> What you need to do: Starting at the line that holds "hill in the image above." and stopping at the line that holds "the sky in the image above.", restate the records below word for word, with both of those lines included.

# # # #

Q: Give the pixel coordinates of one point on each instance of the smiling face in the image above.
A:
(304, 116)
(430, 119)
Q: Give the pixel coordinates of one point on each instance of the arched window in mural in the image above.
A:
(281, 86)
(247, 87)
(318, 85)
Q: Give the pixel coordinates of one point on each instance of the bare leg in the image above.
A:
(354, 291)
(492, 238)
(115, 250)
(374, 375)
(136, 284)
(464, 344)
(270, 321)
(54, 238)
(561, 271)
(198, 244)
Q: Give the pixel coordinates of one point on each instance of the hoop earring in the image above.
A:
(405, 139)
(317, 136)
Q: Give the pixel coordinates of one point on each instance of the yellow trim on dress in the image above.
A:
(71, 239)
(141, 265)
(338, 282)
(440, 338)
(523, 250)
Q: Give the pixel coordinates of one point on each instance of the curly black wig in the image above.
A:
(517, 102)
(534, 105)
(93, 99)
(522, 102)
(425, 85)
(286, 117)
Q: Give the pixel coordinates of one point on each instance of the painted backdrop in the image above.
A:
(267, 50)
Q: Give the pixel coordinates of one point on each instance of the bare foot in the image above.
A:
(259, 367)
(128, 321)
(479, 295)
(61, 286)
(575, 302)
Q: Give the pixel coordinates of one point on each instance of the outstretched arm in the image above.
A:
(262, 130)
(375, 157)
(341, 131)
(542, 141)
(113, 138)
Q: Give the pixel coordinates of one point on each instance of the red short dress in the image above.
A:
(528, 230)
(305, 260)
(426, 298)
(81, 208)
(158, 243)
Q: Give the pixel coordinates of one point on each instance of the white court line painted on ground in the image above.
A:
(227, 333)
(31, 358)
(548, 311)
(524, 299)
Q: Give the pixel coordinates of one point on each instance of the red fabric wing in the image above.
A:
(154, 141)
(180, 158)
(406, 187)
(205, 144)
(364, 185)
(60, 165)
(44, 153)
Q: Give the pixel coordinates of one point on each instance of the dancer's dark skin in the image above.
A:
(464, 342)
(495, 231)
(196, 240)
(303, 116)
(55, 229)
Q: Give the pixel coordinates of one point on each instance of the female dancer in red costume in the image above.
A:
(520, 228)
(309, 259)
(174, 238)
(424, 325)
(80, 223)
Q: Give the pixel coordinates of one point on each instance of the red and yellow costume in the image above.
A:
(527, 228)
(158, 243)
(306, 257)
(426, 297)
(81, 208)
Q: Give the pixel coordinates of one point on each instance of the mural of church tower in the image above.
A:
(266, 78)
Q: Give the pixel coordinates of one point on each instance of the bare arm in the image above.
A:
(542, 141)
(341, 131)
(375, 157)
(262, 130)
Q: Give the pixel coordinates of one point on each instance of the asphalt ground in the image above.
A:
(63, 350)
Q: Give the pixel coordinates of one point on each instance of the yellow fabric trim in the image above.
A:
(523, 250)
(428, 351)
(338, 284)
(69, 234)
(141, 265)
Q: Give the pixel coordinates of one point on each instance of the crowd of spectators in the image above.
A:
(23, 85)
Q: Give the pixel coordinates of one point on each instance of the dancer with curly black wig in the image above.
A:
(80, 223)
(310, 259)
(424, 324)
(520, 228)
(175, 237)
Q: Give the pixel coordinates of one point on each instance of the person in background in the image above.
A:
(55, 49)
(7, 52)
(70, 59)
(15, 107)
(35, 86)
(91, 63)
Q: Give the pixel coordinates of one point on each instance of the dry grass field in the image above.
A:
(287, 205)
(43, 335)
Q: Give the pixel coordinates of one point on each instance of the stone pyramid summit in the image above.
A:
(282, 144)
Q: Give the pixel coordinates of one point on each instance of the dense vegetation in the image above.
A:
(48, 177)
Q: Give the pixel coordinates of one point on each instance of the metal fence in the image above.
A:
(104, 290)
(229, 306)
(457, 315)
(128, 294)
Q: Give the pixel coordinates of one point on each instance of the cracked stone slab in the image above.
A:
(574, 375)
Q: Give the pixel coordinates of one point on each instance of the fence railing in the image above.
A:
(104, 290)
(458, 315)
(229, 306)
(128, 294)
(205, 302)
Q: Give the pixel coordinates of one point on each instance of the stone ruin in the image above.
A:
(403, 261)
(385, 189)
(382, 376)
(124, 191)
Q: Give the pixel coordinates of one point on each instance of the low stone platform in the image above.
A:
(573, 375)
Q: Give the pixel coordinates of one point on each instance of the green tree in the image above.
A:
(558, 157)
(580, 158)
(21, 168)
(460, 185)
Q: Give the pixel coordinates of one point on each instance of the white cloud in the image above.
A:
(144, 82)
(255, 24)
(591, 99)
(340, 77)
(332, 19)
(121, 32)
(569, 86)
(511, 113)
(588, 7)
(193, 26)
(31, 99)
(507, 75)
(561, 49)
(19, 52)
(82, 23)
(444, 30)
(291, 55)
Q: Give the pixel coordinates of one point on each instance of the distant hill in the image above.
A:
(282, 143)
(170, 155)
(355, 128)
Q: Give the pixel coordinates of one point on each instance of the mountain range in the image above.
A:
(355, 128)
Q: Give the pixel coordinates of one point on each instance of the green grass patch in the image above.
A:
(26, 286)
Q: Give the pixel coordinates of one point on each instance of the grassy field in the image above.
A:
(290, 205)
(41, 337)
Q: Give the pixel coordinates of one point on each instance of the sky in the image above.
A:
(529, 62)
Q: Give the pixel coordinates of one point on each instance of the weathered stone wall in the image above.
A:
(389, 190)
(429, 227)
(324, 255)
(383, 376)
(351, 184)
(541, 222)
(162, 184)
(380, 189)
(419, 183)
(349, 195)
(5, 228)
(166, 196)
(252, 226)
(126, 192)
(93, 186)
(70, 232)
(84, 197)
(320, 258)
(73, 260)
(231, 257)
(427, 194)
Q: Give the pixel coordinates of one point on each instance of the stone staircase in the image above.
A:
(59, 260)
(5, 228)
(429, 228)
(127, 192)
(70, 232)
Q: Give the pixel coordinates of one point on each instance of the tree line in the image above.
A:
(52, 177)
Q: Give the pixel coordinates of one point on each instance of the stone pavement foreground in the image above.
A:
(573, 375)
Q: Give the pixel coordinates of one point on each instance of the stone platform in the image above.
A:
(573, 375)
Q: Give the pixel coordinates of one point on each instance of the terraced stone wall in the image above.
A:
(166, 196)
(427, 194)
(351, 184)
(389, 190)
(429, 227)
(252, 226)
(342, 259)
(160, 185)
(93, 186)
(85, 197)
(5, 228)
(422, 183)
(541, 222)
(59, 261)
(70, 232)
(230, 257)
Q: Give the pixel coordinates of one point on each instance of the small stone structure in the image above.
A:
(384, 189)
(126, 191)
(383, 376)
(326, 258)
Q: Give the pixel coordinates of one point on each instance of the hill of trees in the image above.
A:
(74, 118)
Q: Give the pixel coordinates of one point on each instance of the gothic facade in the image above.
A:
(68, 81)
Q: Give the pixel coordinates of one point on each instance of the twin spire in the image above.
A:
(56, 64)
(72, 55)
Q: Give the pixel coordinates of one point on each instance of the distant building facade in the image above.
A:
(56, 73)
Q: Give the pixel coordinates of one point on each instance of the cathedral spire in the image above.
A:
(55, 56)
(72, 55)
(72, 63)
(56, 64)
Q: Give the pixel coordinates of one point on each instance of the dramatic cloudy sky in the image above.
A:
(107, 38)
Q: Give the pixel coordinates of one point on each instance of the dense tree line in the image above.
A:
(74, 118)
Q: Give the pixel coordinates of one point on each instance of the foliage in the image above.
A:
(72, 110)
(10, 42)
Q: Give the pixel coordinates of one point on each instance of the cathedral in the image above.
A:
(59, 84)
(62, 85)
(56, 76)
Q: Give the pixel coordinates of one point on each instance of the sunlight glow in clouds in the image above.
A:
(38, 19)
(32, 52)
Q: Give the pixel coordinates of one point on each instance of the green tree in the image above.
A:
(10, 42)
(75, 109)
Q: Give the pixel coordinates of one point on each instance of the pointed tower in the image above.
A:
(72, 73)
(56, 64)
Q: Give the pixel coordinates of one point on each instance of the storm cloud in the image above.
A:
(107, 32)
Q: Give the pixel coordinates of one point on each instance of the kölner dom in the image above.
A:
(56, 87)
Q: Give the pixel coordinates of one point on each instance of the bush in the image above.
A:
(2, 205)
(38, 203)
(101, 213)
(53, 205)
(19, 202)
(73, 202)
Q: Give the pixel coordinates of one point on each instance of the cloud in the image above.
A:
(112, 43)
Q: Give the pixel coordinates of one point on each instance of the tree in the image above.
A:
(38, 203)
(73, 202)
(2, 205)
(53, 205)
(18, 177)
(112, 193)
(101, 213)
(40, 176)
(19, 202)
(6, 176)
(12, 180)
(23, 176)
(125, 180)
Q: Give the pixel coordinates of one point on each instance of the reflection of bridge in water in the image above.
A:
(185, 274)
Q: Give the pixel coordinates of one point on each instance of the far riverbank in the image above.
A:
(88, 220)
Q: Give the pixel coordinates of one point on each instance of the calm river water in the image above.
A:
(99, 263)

# # # #

> Worked solution:
Q: Give the pixel coordinates of one point on each instance of the distant hill in the image above.
A:
(282, 143)
(170, 155)
(355, 128)
Q: Give the pixel coordinates of one point on each instance of the mountain range in the image above.
A:
(355, 128)
Q: Give the pixel coordinates of one point on each instance of the green grass patch in the image above.
A:
(26, 286)
Q: Give the pixel coordinates of one point on each instance of the grassy field in the image above.
A:
(290, 205)
(41, 337)
Q: Give the pixel coordinates of one point on each instance of the sky in the image above.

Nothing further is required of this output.